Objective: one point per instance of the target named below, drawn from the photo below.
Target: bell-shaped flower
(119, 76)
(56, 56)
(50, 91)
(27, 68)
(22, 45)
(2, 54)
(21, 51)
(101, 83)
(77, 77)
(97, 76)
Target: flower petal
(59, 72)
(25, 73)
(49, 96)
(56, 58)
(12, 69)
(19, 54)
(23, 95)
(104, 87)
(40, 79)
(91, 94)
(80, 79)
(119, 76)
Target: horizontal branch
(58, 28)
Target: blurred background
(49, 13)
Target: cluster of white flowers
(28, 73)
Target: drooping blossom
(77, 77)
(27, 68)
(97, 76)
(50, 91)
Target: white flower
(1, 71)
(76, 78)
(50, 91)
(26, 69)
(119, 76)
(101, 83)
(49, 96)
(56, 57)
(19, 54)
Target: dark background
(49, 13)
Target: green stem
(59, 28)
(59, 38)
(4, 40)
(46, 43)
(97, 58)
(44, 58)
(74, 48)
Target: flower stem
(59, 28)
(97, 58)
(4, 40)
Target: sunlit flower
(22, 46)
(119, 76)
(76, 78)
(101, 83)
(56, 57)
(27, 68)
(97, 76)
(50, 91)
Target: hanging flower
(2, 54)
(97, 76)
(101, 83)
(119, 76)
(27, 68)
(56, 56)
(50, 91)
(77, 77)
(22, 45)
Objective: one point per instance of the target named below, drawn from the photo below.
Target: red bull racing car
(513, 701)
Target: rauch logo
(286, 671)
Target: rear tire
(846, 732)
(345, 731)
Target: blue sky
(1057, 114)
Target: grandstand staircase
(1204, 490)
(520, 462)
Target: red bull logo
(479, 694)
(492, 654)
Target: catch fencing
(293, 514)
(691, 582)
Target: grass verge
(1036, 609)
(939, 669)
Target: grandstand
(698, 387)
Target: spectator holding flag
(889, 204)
━━━━━━━━
» GIVEN INSTRUCTION
Copy every line of the items above verbatim, from the first line through the last.

» CORRECT ANSWER
Objective: one point per instance of the target named below, drawn from the photo below.
Target: bell-shaped flower
(119, 76)
(56, 56)
(50, 91)
(27, 68)
(22, 45)
(2, 54)
(21, 51)
(101, 83)
(77, 77)
(97, 76)
Target: flower petal
(59, 72)
(25, 73)
(49, 96)
(56, 58)
(12, 69)
(19, 54)
(23, 95)
(104, 87)
(40, 79)
(91, 94)
(80, 79)
(119, 76)
Target: horizontal branch
(58, 28)
Target: blurred background
(49, 13)
Target: cluster of white flowers
(28, 73)
Target: drooping blossom
(77, 77)
(27, 68)
(97, 76)
(50, 91)
Target: white flower
(1, 71)
(76, 78)
(50, 91)
(26, 69)
(119, 76)
(101, 83)
(49, 96)
(56, 57)
(19, 54)
Target: dark background
(49, 13)
Target: green stem
(59, 28)
(59, 38)
(4, 40)
(46, 43)
(97, 58)
(44, 58)
(74, 48)
Target: flower stem
(59, 28)
(97, 58)
(4, 40)
Target: sunlit flower
(22, 46)
(119, 76)
(76, 78)
(101, 83)
(56, 57)
(27, 68)
(97, 76)
(50, 91)
Target: hanging flower
(2, 54)
(97, 76)
(101, 83)
(119, 76)
(27, 68)
(56, 56)
(50, 91)
(77, 77)
(22, 45)
Objective: one point per instance of the target named below, drawn from the photo below.
Target: red bull racing car
(513, 701)
Target: rauch logo
(286, 671)
Target: rear tire
(846, 732)
(345, 731)
Target: blue sky
(1057, 114)
Target: grandstand staircase
(1204, 490)
(520, 462)
Target: red bull logo
(479, 694)
(492, 654)
Target: catch fencing
(293, 514)
(691, 582)
Target: grass verge
(1036, 609)
(939, 669)
Target: grandstand
(698, 387)
Target: spectator holding flag
(889, 204)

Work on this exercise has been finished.